#### Data records:

begin

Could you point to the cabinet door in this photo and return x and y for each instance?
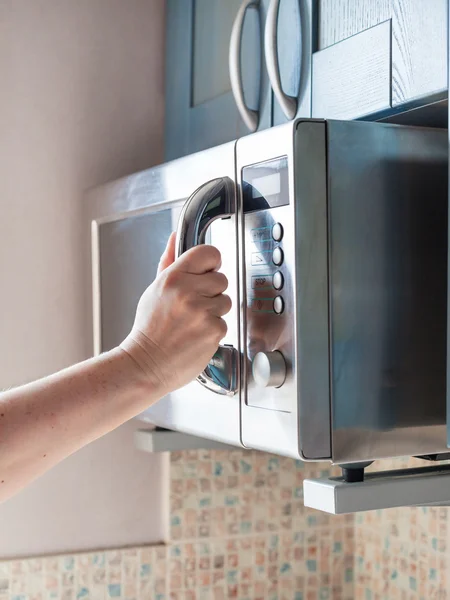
(378, 55)
(419, 50)
(294, 44)
(200, 107)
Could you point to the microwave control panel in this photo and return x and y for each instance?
(268, 321)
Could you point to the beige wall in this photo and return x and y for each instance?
(81, 102)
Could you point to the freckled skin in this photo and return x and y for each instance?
(177, 329)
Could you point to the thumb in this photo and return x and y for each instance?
(168, 256)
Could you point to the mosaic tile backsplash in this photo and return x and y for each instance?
(403, 553)
(239, 530)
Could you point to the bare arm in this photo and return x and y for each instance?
(177, 328)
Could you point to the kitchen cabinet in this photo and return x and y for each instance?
(276, 40)
(289, 42)
(201, 110)
(377, 56)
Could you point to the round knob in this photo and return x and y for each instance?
(269, 369)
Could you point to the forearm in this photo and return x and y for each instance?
(44, 422)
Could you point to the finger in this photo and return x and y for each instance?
(220, 305)
(168, 256)
(210, 284)
(200, 259)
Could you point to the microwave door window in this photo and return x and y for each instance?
(129, 253)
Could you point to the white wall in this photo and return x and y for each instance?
(81, 102)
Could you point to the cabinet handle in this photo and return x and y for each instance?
(287, 103)
(249, 116)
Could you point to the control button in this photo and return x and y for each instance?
(277, 232)
(269, 369)
(261, 281)
(277, 256)
(260, 234)
(278, 280)
(262, 305)
(278, 305)
(260, 258)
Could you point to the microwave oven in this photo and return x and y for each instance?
(333, 238)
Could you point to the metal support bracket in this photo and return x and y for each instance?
(165, 440)
(423, 486)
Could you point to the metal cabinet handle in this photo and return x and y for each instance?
(249, 116)
(287, 103)
(213, 200)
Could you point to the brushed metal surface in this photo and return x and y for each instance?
(387, 200)
(215, 199)
(424, 486)
(353, 78)
(364, 268)
(137, 206)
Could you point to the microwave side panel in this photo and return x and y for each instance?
(388, 271)
(311, 265)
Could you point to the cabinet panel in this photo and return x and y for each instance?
(200, 108)
(340, 19)
(352, 79)
(419, 40)
(419, 49)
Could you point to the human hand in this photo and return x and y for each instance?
(179, 323)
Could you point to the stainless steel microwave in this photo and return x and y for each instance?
(334, 241)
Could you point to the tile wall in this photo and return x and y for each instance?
(402, 553)
(239, 530)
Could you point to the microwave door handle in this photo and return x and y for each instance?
(213, 200)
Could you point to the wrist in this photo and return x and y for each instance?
(144, 362)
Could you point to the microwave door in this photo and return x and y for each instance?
(127, 246)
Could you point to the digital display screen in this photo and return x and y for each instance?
(265, 185)
(268, 185)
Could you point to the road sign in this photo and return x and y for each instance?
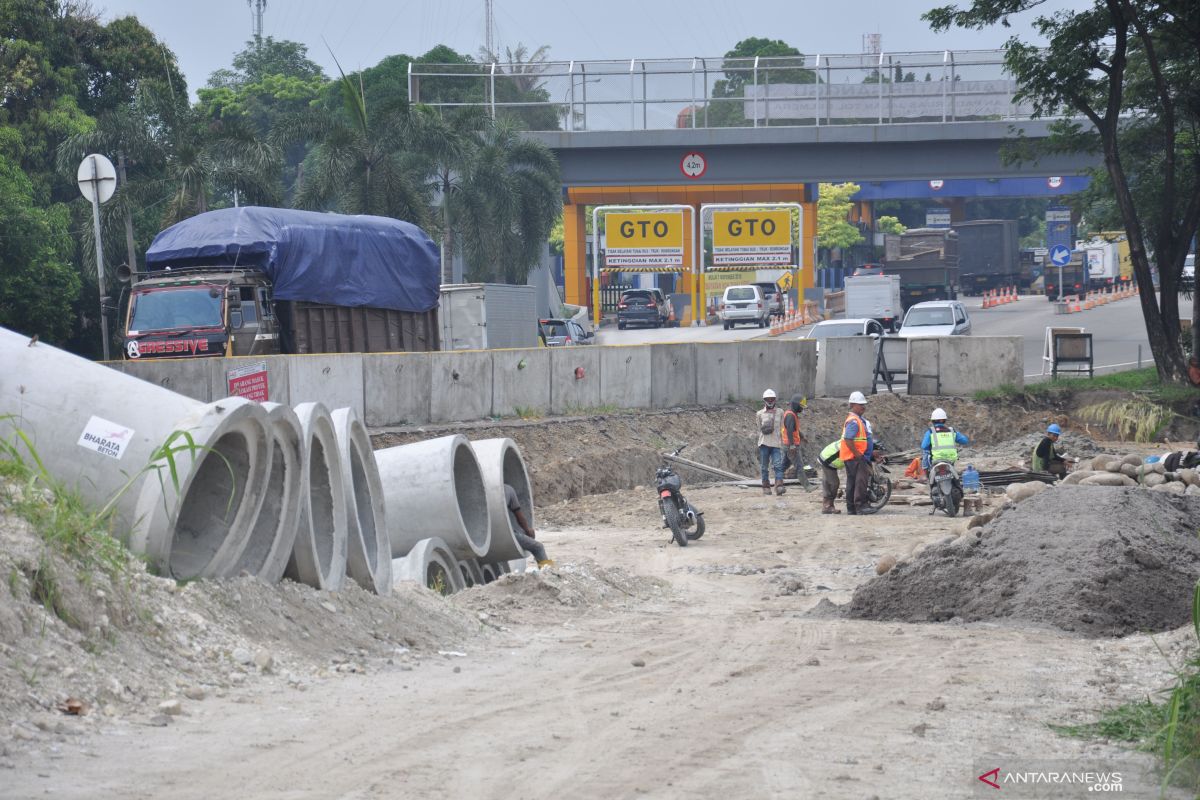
(753, 236)
(636, 240)
(96, 178)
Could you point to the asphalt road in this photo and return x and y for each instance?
(1117, 330)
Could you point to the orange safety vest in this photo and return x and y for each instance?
(846, 450)
(783, 429)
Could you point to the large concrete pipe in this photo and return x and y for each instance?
(501, 462)
(431, 564)
(318, 557)
(275, 533)
(367, 549)
(186, 479)
(435, 488)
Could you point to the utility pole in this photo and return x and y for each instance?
(257, 8)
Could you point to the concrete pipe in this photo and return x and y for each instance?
(431, 564)
(275, 533)
(318, 557)
(115, 438)
(501, 462)
(435, 488)
(367, 548)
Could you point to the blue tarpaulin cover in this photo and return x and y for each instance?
(328, 258)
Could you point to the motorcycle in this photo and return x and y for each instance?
(945, 487)
(879, 489)
(678, 515)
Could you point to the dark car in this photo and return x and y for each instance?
(642, 307)
(564, 332)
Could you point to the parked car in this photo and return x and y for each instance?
(564, 332)
(743, 304)
(835, 328)
(936, 318)
(774, 298)
(642, 307)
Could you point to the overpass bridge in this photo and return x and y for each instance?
(695, 131)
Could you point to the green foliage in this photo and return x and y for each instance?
(833, 211)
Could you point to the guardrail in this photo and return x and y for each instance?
(713, 92)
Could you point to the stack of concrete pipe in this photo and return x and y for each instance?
(237, 487)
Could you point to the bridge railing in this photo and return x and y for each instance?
(663, 94)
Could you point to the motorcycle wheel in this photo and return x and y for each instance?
(879, 492)
(672, 513)
(953, 501)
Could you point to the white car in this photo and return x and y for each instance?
(936, 318)
(835, 328)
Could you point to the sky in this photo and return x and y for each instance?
(204, 35)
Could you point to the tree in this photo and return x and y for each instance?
(37, 283)
(1129, 67)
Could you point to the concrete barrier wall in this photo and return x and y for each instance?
(964, 365)
(845, 366)
(520, 379)
(625, 376)
(672, 374)
(417, 388)
(717, 372)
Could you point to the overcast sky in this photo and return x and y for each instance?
(205, 34)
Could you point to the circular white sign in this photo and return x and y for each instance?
(96, 176)
(693, 164)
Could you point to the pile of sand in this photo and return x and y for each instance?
(1098, 560)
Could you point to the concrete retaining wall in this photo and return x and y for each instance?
(964, 365)
(417, 388)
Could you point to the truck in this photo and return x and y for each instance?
(875, 296)
(489, 316)
(927, 259)
(1074, 278)
(259, 281)
(989, 254)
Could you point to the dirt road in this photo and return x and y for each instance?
(637, 668)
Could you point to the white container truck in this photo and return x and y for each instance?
(875, 296)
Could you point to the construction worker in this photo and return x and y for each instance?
(941, 441)
(831, 462)
(771, 445)
(523, 530)
(1047, 457)
(855, 450)
(791, 435)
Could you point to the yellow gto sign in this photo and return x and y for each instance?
(643, 239)
(755, 236)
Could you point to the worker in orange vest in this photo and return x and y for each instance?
(855, 451)
(792, 438)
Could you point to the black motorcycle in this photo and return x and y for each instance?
(879, 489)
(678, 515)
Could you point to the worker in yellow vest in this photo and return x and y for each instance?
(856, 451)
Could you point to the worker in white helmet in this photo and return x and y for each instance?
(771, 445)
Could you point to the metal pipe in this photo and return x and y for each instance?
(108, 437)
(367, 548)
(435, 488)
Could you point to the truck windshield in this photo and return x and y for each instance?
(169, 308)
(921, 317)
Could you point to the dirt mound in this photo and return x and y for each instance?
(541, 594)
(1097, 560)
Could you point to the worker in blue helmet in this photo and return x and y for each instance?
(1047, 457)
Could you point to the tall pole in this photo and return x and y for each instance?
(100, 258)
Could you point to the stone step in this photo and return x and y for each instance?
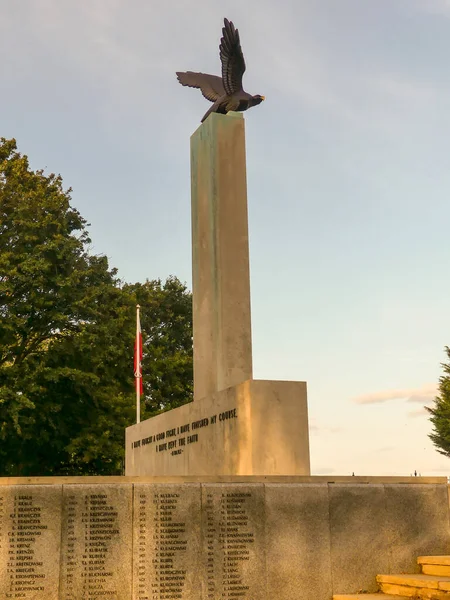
(427, 587)
(434, 560)
(439, 570)
(364, 597)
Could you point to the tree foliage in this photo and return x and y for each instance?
(67, 328)
(440, 412)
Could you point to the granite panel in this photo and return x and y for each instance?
(418, 524)
(298, 542)
(30, 534)
(167, 542)
(234, 542)
(96, 542)
(359, 538)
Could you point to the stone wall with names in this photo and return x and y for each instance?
(234, 545)
(30, 534)
(96, 542)
(213, 541)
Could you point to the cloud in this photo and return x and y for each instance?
(420, 395)
(315, 429)
(419, 412)
(323, 471)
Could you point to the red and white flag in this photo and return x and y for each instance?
(138, 356)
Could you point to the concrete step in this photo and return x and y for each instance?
(427, 587)
(434, 560)
(364, 597)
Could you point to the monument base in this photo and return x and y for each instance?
(254, 428)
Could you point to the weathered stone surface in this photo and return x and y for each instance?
(256, 428)
(418, 523)
(298, 542)
(234, 542)
(220, 257)
(96, 542)
(30, 534)
(167, 541)
(359, 542)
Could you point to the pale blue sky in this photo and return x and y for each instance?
(348, 181)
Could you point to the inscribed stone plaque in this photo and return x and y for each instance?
(96, 542)
(167, 542)
(30, 534)
(234, 548)
(298, 541)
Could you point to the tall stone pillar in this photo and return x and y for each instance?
(220, 255)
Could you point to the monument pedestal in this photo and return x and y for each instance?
(235, 425)
(254, 428)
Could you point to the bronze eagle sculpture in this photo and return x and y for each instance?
(226, 92)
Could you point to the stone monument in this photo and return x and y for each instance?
(236, 425)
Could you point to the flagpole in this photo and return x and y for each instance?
(138, 373)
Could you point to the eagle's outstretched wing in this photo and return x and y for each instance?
(211, 86)
(233, 63)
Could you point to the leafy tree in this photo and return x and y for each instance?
(167, 365)
(440, 413)
(67, 333)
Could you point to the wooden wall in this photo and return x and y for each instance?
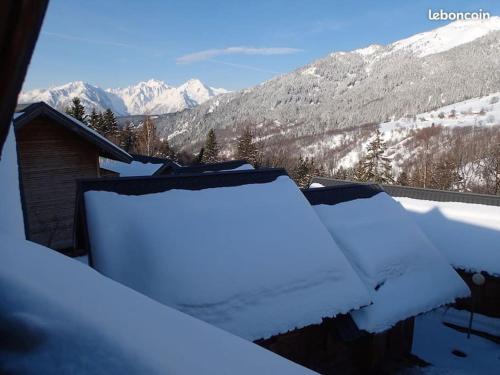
(51, 158)
(485, 298)
(324, 349)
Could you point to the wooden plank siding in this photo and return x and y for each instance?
(51, 158)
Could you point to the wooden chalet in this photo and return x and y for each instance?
(54, 150)
(334, 346)
(485, 298)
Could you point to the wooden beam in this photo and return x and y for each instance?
(20, 23)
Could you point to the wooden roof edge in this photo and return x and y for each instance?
(32, 111)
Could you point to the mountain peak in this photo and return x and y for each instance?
(447, 37)
(147, 97)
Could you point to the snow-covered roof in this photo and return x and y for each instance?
(135, 168)
(405, 274)
(31, 111)
(231, 165)
(467, 234)
(241, 250)
(63, 317)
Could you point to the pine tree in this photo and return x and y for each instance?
(246, 148)
(199, 158)
(77, 110)
(93, 120)
(128, 138)
(340, 173)
(165, 151)
(359, 172)
(110, 125)
(147, 138)
(211, 153)
(301, 173)
(304, 170)
(377, 167)
(403, 179)
(445, 175)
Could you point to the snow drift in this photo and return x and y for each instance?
(253, 259)
(404, 272)
(134, 168)
(467, 234)
(59, 316)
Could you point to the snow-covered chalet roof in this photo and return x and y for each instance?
(405, 274)
(241, 250)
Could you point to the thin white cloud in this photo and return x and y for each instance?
(86, 40)
(211, 53)
(243, 66)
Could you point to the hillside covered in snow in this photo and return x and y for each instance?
(346, 94)
(145, 98)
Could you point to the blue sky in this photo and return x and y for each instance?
(230, 44)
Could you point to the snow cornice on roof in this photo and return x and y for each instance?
(419, 193)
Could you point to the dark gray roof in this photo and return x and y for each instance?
(28, 112)
(151, 159)
(421, 193)
(201, 168)
(156, 184)
(340, 193)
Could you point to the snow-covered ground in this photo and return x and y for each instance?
(254, 259)
(59, 316)
(483, 111)
(447, 37)
(467, 234)
(434, 343)
(477, 112)
(394, 259)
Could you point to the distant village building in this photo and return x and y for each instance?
(54, 150)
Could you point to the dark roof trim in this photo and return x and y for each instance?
(201, 168)
(35, 110)
(156, 184)
(332, 195)
(151, 159)
(421, 193)
(21, 21)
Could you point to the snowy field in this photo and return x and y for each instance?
(483, 111)
(434, 343)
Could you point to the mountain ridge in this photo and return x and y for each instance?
(150, 97)
(348, 90)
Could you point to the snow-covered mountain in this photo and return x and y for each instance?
(150, 97)
(348, 92)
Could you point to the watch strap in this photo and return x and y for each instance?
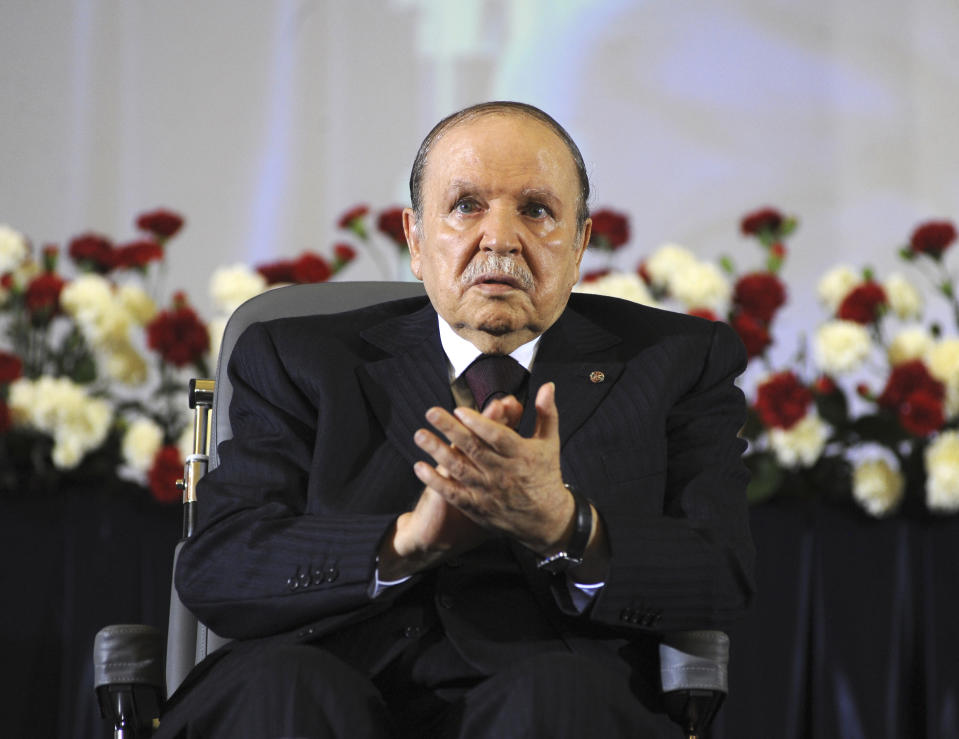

end

#### Task details:
Write out, exactly as given, the line containing "Could you point to the distant" and every line after it through the end, with no pictures.

#### Exercise response:
Could you point to the distant village building in this photo and return x and y for each instance?
(54, 150)
Could you point to the dark roof trim in this photo and return x and y for each instance?
(201, 168)
(35, 110)
(156, 184)
(332, 195)
(151, 159)
(421, 193)
(21, 21)
Could you point to the snowy field in this photo and return x and y for each instance?
(483, 111)
(434, 343)
Could you point to the mountain ridge in this photo and return x and y for each instance?
(150, 97)
(348, 90)
Could you point to the snow-covered mountain in this photo and return x and y for each instance?
(150, 97)
(348, 92)
Could you point to the watch strap in this photo and return x and y for each instance?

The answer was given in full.